■ WHAT TO WORK ON:
Copy out every line of the listing below character for character, in the same order.

═══ GIVEN RECORDS

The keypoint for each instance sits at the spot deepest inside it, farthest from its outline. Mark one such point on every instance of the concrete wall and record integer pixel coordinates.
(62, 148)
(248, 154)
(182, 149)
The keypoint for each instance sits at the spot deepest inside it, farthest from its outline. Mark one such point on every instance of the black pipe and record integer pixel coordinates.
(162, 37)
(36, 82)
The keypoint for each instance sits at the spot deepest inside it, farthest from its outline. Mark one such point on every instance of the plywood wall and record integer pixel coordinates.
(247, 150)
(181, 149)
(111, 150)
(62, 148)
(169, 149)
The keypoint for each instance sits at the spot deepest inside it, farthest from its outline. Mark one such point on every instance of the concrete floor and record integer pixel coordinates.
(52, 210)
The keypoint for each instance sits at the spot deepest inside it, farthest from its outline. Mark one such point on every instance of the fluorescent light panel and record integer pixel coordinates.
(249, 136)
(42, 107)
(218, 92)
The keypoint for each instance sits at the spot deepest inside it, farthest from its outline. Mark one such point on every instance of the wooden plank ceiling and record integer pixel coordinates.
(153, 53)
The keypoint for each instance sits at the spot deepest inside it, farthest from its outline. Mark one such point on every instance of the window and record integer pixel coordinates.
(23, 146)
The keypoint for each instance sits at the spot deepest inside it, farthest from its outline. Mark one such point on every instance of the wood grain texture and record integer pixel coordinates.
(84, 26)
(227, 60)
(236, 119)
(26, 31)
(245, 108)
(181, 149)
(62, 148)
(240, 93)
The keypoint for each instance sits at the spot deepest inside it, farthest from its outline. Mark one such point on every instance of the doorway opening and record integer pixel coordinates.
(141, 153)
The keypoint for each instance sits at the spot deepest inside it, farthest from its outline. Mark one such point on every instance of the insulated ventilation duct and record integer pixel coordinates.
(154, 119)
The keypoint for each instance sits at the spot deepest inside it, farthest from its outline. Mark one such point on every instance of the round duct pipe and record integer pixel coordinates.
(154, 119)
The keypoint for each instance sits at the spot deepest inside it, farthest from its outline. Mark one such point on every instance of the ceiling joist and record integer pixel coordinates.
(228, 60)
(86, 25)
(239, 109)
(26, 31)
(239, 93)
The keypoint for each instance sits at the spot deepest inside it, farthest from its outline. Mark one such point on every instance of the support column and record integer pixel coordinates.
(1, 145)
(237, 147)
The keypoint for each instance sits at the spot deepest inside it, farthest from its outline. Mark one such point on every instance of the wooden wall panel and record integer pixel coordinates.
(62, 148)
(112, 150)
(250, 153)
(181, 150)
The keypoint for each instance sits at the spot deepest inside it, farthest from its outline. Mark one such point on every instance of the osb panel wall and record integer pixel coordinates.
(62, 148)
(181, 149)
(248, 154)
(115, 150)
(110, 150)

══════

■ EXPECTED ANSWER:
The keypoint for each instance sits at the spot deepest inside it, farthest from its outline. Mark one such point on every instance of the concrete wall and record integer pixel coordinates.
(62, 148)
(248, 154)
(182, 149)
The keypoint for each instance sits at the spot deepest inside it, farthest from its outline. Mark one such point on every instance of the black pipe and record integer pixel coordinates.
(162, 37)
(36, 82)
The keypoint for each instance sits at the spot deepest inside it, farthest from its outline. Mark one such point on every instance of the plywood wall and record integer pixel coordinates.
(247, 150)
(181, 149)
(111, 150)
(62, 148)
(169, 149)
The keypoint for each instance sits at the spot deepest inside it, farthest from its outline. Mark one such point on every instance of the concrete floor and record integer pixel coordinates.
(52, 210)
The keypoint for each instance sits at the spot deepest inside it, farthest from its outline. Mark one such point on every instance of the fluorescent light panel and record integer pixel coordinates.
(249, 136)
(42, 107)
(218, 92)
The keypoint for each instance sits at the spot deepest inside it, farthest from its outline. Mark one such point on every instance of the wooden plank ceiling and record integer pixel coordinates.
(153, 53)
The keypoint for each instance sits at the spot deepest inside it, farthest from its outline. Mark one such point on every instance of the window and record integer pixel coordinates.
(23, 146)
The keypoint for each instance sits at the spot deepest inside it, farthest from its outline. Mark one such point on every instance of the wood grain texture and record integer pixel coordinates.
(84, 26)
(227, 60)
(236, 119)
(26, 31)
(245, 108)
(181, 149)
(62, 148)
(240, 93)
The keypoint for each instance sits at the spot deepest inside it, farthest from its outline. Mark one such point on every instance of the doorway opening and record integer pixel coordinates.
(141, 153)
The keypoint for each instance sits at the spot deepest inside it, farthest from its outline. Mark one such point on every instance of the insulated ventilation duct and record integer pixel coordinates.
(154, 119)
The keypoint for each instance sits at the spot deepest inside it, farthest from its outline. Mark one such point on every instance of the round duct pipe and record integer pixel coordinates.
(154, 119)
The keypoint for each instance sits at the spot deepest inside it, farthest from its outline. Mark one such point on every instance of the ceiling joist and record integer pixel coordinates.
(228, 60)
(86, 25)
(239, 109)
(26, 31)
(239, 93)
The keypoint for each instance sits at the spot deepest inside it, farthest from its outline. Mark one such point on every instance of the support column and record integer pixel coordinates.
(1, 145)
(237, 147)
The keypoint for each instance sits at the spot deepest inside it, farthest from its outline. Mark one such point on every instance of the wooden wall panel and record integer pixel coordinates.
(62, 148)
(112, 150)
(250, 153)
(181, 150)
The keypoint for each instance sits at the spot deepest inside it, farthest from its outline. Mark one such point on every instance of the osb panel wall and record integer pixel coordinates.
(62, 148)
(181, 149)
(248, 154)
(115, 150)
(110, 150)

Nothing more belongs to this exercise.